◆ What is needed ◆
Whenever a line in the material below includes "ocean", copy that line.

◆ Dataset records ◆
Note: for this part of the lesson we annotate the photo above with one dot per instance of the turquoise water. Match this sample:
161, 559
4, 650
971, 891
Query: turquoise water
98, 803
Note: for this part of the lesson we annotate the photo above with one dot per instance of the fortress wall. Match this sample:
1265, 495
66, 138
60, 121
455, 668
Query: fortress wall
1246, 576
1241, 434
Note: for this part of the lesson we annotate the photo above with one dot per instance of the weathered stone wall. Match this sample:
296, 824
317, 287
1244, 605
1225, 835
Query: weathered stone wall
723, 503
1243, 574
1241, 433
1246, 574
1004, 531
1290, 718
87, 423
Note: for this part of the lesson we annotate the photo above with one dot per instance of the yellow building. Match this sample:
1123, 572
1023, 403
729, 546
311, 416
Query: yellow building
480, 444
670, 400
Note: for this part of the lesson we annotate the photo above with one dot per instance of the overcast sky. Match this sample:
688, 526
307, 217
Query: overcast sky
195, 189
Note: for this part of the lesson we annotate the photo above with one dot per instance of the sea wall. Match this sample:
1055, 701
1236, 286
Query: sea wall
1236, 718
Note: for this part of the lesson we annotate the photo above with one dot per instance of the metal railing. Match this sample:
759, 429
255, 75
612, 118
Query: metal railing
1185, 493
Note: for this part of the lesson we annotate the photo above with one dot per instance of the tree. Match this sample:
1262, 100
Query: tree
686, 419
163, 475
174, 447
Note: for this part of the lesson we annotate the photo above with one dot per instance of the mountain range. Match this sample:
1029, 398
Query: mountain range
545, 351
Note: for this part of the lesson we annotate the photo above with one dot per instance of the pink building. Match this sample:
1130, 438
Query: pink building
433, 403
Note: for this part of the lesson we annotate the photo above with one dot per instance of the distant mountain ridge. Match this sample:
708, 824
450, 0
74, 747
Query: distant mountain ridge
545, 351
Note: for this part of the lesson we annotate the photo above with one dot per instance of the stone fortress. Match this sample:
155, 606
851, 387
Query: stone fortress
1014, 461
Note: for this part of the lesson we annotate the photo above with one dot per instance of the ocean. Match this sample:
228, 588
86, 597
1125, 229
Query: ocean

◆ Result of the exercise ◆
Note: for this part of the lesson we annotate the photo above with one dot per instance of the ocean. Match this sample:
Query: ocean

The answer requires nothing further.